Photo object pointing listing
━━━━
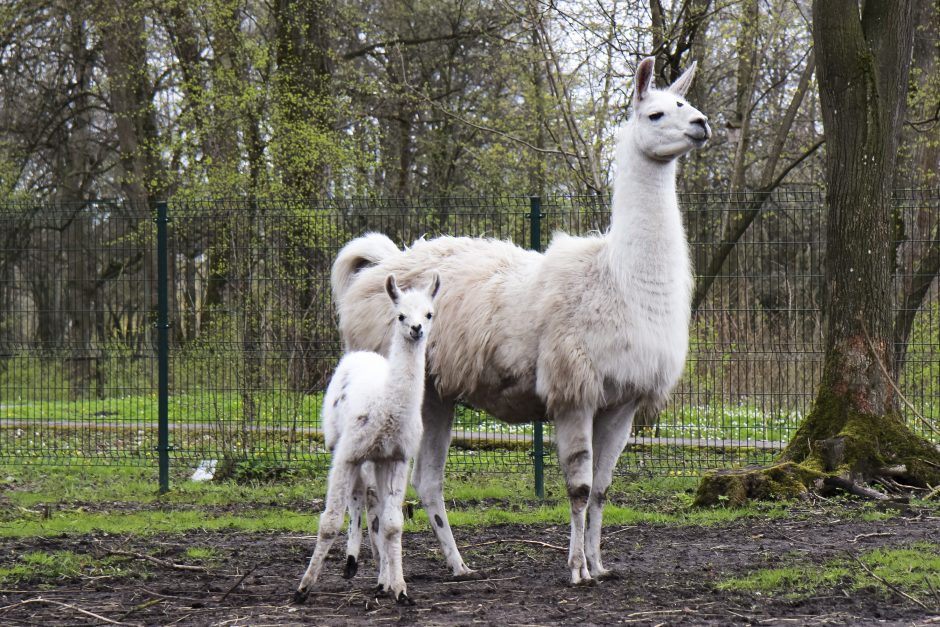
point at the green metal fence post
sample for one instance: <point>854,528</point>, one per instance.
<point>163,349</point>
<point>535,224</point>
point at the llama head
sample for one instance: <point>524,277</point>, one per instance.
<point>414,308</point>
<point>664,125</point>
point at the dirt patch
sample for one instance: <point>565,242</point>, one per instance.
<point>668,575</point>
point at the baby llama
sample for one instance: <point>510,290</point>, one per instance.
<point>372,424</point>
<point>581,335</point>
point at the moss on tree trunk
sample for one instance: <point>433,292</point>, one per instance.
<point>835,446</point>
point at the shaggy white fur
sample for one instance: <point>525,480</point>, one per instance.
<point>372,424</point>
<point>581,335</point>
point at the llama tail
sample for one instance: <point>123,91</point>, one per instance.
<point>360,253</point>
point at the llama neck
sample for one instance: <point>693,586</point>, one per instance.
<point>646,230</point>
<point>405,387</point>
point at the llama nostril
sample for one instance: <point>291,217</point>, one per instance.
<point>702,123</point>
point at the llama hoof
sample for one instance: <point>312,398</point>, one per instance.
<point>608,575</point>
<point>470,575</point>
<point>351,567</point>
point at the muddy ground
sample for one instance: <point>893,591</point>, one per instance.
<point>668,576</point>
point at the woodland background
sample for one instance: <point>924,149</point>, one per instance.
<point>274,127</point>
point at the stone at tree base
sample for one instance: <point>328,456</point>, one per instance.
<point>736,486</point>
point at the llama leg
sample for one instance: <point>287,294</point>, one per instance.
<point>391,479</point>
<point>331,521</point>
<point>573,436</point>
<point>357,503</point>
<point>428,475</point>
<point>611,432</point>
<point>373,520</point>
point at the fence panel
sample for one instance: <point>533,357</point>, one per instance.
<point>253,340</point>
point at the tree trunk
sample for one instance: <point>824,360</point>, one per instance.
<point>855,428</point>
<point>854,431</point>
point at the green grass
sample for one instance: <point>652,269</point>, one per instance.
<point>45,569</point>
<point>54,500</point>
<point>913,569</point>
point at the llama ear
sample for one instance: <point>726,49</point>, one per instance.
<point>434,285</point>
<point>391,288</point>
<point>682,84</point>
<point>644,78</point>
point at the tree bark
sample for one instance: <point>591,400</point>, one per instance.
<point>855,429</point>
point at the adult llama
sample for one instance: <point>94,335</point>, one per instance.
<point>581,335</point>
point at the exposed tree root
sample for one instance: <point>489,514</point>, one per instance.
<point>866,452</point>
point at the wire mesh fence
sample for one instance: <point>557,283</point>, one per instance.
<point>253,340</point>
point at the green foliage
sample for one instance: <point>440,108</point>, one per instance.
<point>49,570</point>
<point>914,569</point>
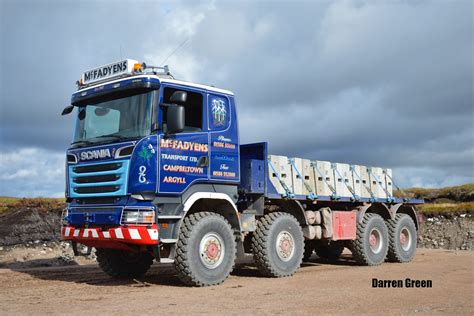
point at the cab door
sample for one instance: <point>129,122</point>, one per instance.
━━━━
▸ Aim
Write out everything from the line containing "point at the exposed tree root" down to the end of the listing, requests included, and shift each answer coordinate by adding 129 to it while leaving the sample coordinates in the requests unchanged. Omit the pictures.

▸ Result for this exercise
point at the exposed tree root
sample for one instance: <point>489,514</point>, one per instance.
<point>995,581</point>
point at the wire mesh fence
sample for one instance: <point>557,283</point>, one per instance.
<point>382,469</point>
point at the green foliage
sample for one instance: <point>440,108</point>, one per instance.
<point>178,699</point>
<point>1043,698</point>
point at the cab door
sample for one instance: <point>129,122</point>, one per instance.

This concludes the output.